= WHAT THE TASK ASKS =
Return a copy of every line in the data below that contains "short".

= Natural-language object grounding data =
_ _ _
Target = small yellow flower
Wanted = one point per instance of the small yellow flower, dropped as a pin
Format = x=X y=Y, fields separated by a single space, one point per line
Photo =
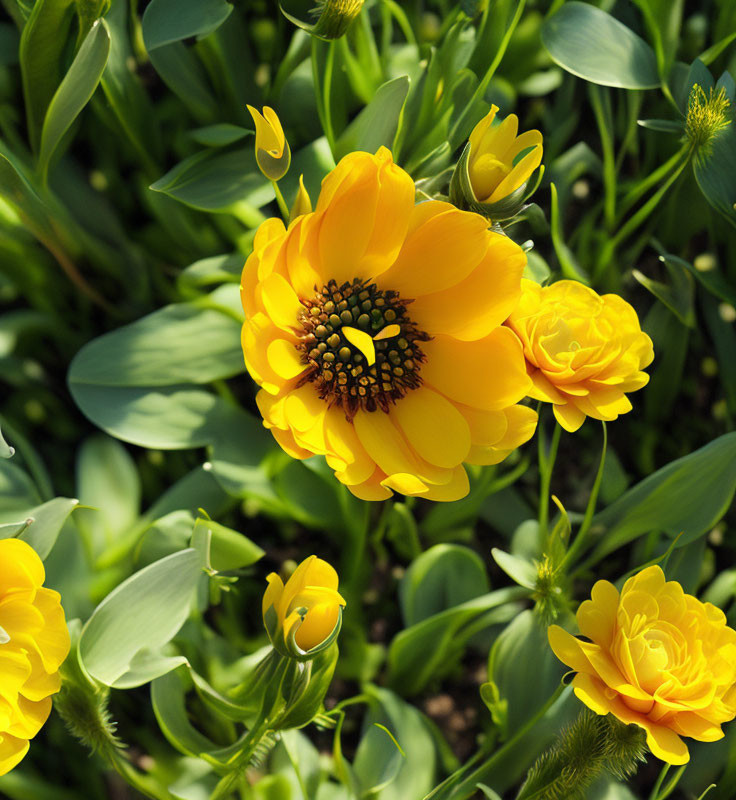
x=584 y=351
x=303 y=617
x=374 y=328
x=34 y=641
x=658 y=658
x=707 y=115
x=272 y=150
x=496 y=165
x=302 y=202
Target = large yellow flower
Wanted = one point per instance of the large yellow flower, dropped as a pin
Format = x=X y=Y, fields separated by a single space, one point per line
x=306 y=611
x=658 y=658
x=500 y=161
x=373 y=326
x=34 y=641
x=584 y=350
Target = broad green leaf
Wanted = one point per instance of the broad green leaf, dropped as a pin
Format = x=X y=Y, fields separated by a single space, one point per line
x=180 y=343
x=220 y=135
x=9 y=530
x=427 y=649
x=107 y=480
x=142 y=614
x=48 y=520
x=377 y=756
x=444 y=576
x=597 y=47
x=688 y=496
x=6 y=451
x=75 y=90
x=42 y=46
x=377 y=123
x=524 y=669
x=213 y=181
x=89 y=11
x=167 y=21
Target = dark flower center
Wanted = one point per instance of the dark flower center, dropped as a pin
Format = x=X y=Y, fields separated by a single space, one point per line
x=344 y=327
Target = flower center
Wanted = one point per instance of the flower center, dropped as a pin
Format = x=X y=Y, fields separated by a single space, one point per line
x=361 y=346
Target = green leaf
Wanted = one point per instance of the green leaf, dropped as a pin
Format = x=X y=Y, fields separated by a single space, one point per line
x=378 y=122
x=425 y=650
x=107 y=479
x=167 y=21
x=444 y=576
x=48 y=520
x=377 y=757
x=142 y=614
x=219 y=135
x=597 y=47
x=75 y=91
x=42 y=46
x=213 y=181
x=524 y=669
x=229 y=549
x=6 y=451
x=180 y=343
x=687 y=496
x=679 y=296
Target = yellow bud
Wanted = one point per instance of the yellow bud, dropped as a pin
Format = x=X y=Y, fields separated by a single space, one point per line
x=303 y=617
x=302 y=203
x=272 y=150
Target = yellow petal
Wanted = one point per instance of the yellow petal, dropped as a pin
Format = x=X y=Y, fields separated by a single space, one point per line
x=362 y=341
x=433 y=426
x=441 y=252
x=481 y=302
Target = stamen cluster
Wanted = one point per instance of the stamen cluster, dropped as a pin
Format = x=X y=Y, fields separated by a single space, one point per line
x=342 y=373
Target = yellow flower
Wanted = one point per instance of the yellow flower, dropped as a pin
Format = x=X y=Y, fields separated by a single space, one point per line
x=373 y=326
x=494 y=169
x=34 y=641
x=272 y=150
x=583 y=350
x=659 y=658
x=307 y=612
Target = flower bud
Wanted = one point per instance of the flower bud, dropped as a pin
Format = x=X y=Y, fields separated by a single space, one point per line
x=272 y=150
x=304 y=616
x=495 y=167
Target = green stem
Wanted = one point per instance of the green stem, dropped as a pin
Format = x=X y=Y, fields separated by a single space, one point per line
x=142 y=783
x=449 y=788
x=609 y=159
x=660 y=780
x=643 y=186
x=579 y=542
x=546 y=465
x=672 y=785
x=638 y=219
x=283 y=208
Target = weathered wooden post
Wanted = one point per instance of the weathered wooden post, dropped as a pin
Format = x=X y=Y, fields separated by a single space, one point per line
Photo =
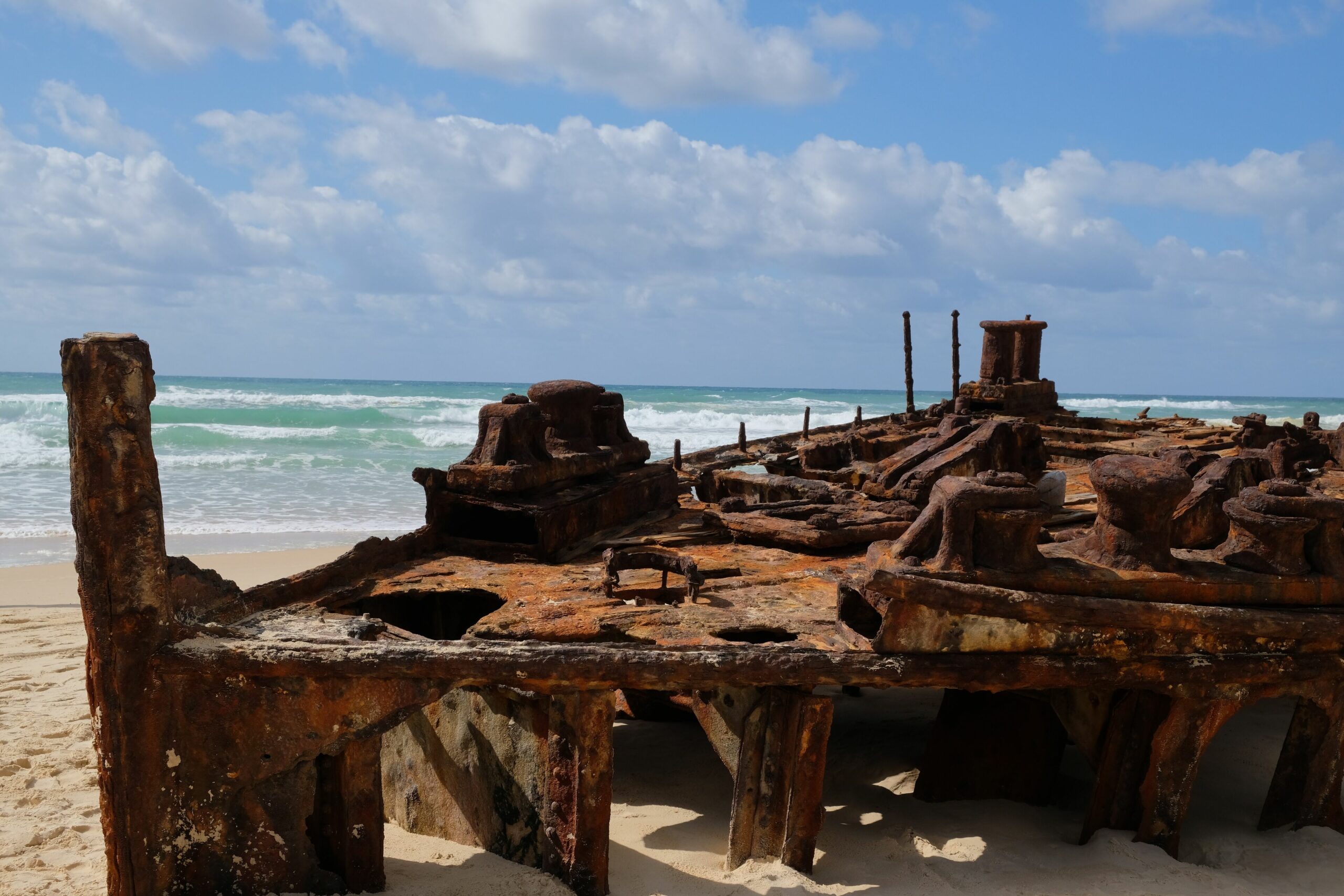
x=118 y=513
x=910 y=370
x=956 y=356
_ _ _
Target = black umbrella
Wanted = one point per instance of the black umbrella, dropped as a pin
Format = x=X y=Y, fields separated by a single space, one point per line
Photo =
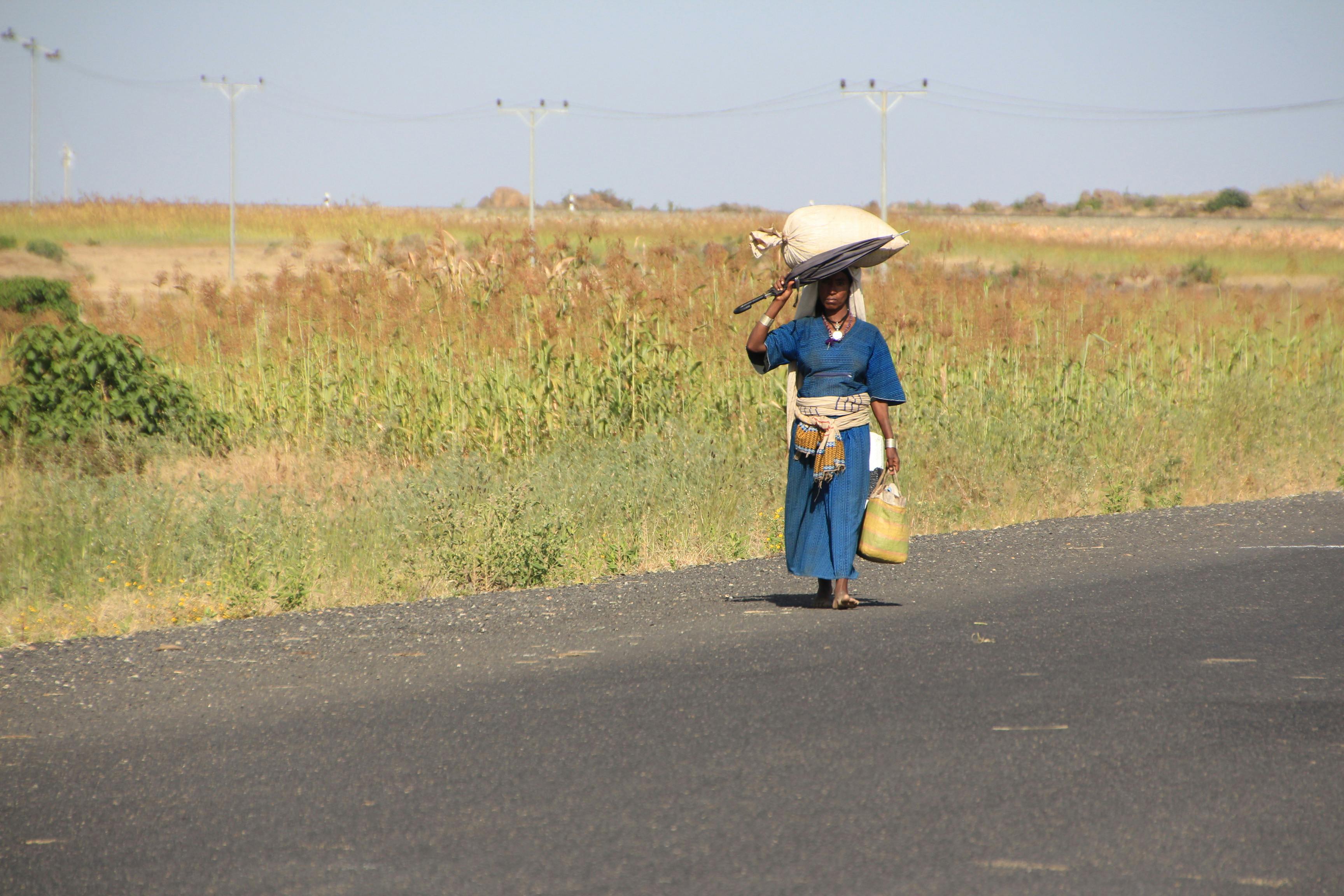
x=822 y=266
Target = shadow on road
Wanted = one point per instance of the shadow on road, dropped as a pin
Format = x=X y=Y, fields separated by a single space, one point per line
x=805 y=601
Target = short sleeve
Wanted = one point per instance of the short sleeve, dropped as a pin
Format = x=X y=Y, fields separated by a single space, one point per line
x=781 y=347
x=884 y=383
_ _ _
= RESPONSE FOR THIS EXERCISE =
Target = short sleeve
Wanted = one point per instance of the short sleeve, dropped as a pin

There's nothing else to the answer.